Job: Give back exactly the lines from the one holding "Every instance gets one point. Tag the shop window" to the bottom of the material, both included, and nothing more. No pictures.

Material shown:
╔══

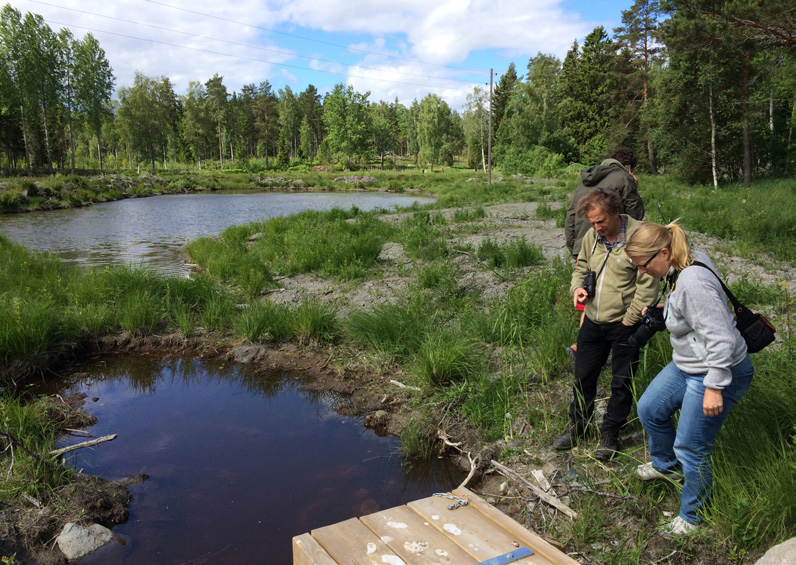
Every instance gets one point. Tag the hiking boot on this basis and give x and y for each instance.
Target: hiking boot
(566, 441)
(678, 527)
(647, 472)
(609, 446)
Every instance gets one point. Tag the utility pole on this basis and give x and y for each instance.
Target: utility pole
(489, 152)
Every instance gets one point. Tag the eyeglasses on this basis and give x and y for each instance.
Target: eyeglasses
(644, 266)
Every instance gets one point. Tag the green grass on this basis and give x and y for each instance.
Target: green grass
(28, 434)
(447, 356)
(513, 255)
(343, 245)
(757, 219)
(46, 305)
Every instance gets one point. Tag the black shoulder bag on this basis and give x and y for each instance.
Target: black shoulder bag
(756, 331)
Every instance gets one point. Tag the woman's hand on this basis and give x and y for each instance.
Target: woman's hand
(644, 311)
(712, 402)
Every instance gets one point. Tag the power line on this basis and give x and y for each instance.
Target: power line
(314, 40)
(250, 58)
(246, 45)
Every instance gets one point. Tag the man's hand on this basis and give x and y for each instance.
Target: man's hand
(712, 402)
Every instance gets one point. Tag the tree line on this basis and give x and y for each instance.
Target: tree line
(702, 88)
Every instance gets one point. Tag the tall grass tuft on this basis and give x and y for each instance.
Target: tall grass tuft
(530, 304)
(28, 435)
(140, 312)
(515, 254)
(416, 442)
(315, 321)
(754, 495)
(447, 356)
(390, 328)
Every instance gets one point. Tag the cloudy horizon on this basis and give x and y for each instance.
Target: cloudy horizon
(402, 51)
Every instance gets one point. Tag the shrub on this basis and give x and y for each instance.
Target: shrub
(537, 161)
(447, 356)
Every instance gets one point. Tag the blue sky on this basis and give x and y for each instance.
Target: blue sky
(394, 50)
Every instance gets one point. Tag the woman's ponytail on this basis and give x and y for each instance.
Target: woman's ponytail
(679, 247)
(650, 238)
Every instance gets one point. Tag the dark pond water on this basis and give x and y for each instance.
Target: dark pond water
(238, 462)
(154, 230)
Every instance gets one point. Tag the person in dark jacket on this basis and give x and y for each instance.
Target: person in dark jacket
(613, 174)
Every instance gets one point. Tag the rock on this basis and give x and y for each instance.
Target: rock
(392, 253)
(782, 554)
(75, 541)
(247, 354)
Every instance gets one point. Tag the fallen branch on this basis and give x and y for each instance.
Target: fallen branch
(543, 482)
(608, 494)
(552, 501)
(89, 443)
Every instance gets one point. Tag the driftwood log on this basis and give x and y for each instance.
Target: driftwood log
(551, 500)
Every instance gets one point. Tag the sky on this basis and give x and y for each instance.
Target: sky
(402, 50)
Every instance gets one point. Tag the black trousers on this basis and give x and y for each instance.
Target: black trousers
(595, 342)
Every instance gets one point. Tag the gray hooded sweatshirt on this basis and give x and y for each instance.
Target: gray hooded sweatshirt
(702, 326)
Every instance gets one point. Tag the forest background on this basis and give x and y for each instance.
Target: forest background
(705, 90)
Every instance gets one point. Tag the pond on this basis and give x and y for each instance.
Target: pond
(154, 230)
(239, 461)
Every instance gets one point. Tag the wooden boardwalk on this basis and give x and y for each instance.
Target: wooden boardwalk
(427, 532)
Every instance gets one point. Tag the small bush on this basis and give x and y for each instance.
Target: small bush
(446, 357)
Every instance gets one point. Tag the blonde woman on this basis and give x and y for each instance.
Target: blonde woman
(709, 373)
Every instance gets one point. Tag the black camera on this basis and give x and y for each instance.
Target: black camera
(651, 323)
(590, 282)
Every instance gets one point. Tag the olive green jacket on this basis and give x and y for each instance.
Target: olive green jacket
(621, 291)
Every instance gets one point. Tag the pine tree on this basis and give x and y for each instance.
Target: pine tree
(640, 36)
(503, 92)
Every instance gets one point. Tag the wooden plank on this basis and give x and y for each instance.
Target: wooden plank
(523, 534)
(307, 551)
(414, 539)
(352, 543)
(482, 539)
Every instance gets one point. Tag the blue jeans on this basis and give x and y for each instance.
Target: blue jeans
(690, 444)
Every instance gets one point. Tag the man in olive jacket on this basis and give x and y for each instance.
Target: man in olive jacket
(612, 315)
(613, 174)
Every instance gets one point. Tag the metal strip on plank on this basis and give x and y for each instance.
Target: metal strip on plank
(509, 557)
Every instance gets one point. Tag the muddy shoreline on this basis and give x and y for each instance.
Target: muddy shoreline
(369, 385)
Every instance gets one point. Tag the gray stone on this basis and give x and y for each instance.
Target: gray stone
(782, 554)
(75, 540)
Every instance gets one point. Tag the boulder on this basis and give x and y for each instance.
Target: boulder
(76, 541)
(782, 554)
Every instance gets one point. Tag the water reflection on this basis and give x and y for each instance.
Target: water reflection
(237, 459)
(154, 230)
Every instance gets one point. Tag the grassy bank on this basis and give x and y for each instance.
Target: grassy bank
(490, 363)
(499, 365)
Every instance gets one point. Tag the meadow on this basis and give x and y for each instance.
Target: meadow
(495, 365)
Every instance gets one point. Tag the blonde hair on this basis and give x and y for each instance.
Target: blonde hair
(649, 238)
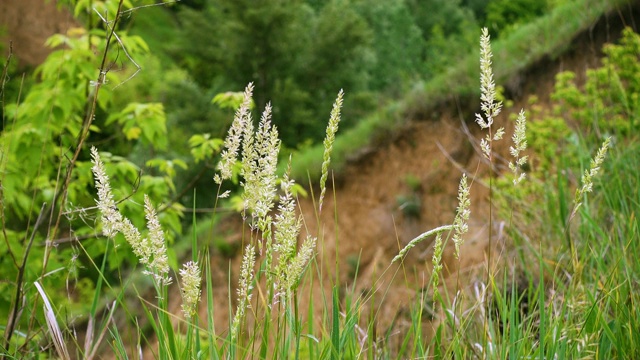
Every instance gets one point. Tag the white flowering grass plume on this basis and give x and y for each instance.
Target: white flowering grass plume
(489, 105)
(151, 251)
(232, 141)
(332, 128)
(587, 187)
(245, 287)
(191, 280)
(291, 262)
(274, 236)
(519, 146)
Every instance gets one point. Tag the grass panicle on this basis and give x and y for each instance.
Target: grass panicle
(332, 128)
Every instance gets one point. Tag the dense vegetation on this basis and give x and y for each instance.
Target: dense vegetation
(154, 89)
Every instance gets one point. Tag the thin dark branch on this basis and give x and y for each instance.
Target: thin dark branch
(13, 317)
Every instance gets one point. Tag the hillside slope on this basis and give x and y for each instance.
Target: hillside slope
(420, 166)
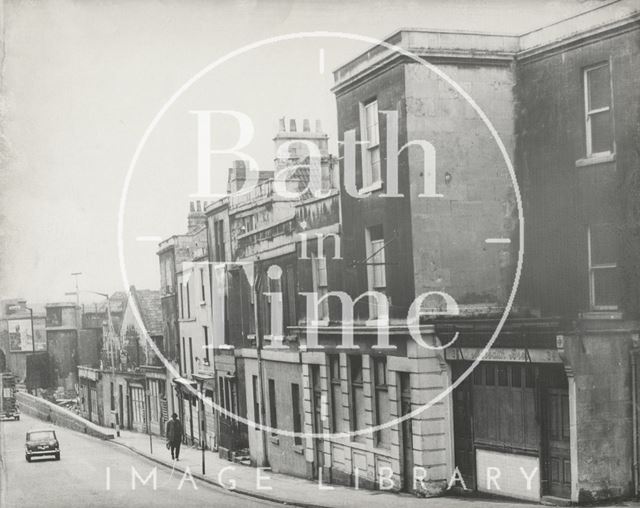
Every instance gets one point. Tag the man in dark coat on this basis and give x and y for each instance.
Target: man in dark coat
(174, 436)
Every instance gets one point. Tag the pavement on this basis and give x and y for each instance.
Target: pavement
(96, 473)
(284, 489)
(99, 473)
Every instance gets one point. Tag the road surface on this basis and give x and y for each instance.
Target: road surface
(96, 473)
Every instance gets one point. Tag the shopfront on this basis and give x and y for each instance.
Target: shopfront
(511, 426)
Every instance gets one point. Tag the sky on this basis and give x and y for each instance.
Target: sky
(81, 82)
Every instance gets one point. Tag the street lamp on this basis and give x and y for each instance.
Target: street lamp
(33, 337)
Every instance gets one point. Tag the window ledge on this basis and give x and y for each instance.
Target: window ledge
(594, 160)
(612, 313)
(370, 188)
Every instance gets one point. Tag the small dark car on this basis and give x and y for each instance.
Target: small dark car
(41, 442)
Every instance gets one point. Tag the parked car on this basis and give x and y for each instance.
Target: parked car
(41, 442)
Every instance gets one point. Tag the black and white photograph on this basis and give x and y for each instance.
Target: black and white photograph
(319, 254)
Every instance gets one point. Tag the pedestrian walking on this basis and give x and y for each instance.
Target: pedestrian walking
(174, 436)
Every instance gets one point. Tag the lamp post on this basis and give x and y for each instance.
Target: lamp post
(263, 412)
(76, 275)
(33, 337)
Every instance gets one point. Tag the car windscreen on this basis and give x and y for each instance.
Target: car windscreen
(41, 435)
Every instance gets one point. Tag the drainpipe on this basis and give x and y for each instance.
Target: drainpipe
(263, 413)
(634, 394)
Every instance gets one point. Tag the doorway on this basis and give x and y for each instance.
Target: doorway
(557, 444)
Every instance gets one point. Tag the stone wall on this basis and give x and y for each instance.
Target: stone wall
(49, 412)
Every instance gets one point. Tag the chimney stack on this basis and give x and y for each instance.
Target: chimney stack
(196, 217)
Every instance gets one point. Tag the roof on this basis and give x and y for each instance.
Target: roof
(148, 302)
(478, 46)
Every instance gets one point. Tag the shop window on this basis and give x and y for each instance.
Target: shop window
(381, 401)
(357, 395)
(603, 268)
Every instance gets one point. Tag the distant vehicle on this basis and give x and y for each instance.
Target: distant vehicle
(9, 407)
(41, 442)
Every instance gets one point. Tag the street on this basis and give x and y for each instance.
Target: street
(95, 473)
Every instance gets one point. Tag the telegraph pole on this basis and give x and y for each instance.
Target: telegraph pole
(76, 275)
(263, 412)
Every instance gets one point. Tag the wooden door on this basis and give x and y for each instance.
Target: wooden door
(407, 432)
(557, 447)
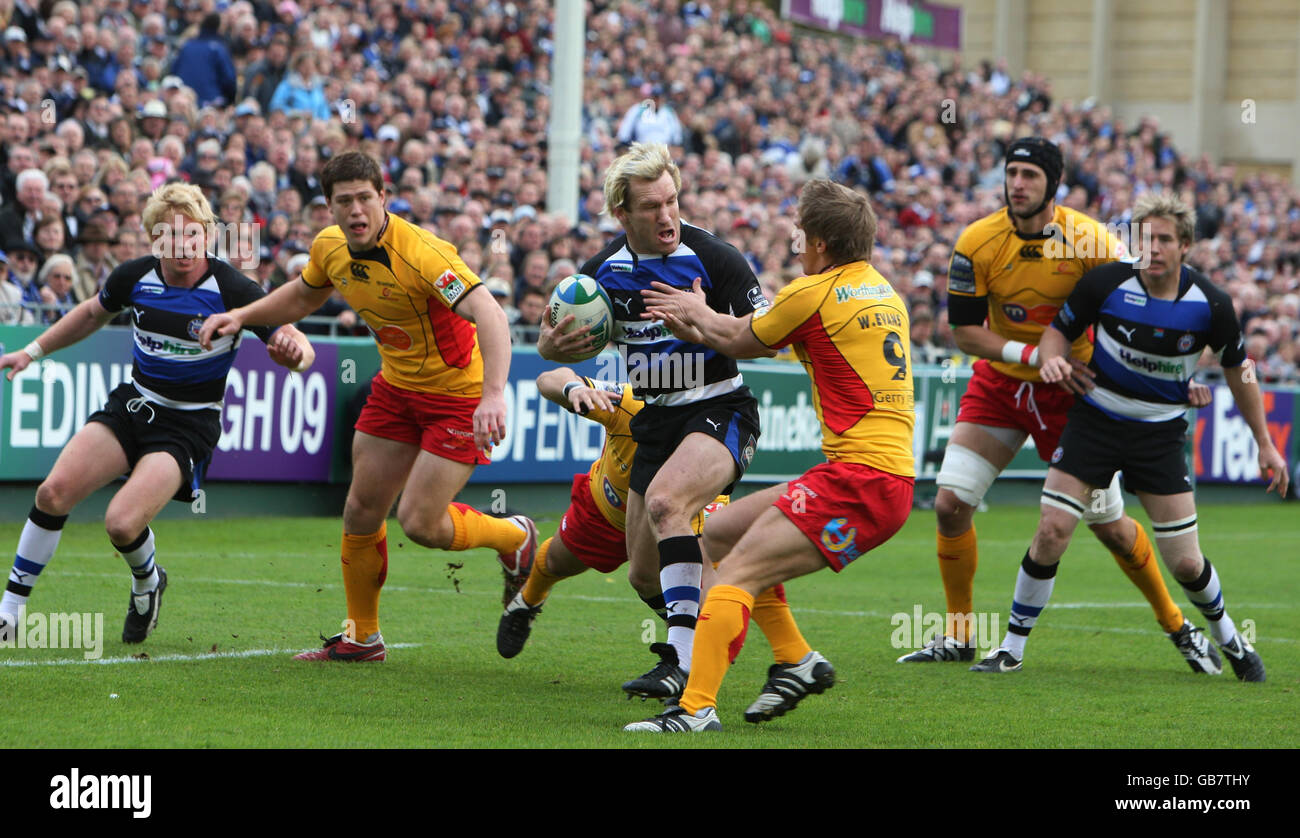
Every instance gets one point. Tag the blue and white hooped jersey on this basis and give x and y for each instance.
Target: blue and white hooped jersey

╚══

Exercise response:
Every instance gets one point. Tag the shop window on this basis and give x and y for each instance.
Target: shop window
(381, 401)
(357, 395)
(603, 268)
Every instance gets one point. Tag the distant vehicle on this basis and give x and y for each instance.
Target: distant vehicle
(9, 407)
(41, 442)
Every instance gets one point. Tag the street on this basis and give x and y for each instance.
Target: street
(95, 473)
Every instance gets one point. Tag the telegraph pole on this basis and give x and y for each instance.
Target: telegraph pole
(76, 275)
(263, 412)
Every instance gets one point. Tag the wooden door on this basis and give x and y for each instance.
Target: wooden door
(407, 432)
(557, 447)
Every instance gets one point. Tag the blue and white hooped jersey on this basis and give x and y for each instance.
Target: blue and white hooped jersey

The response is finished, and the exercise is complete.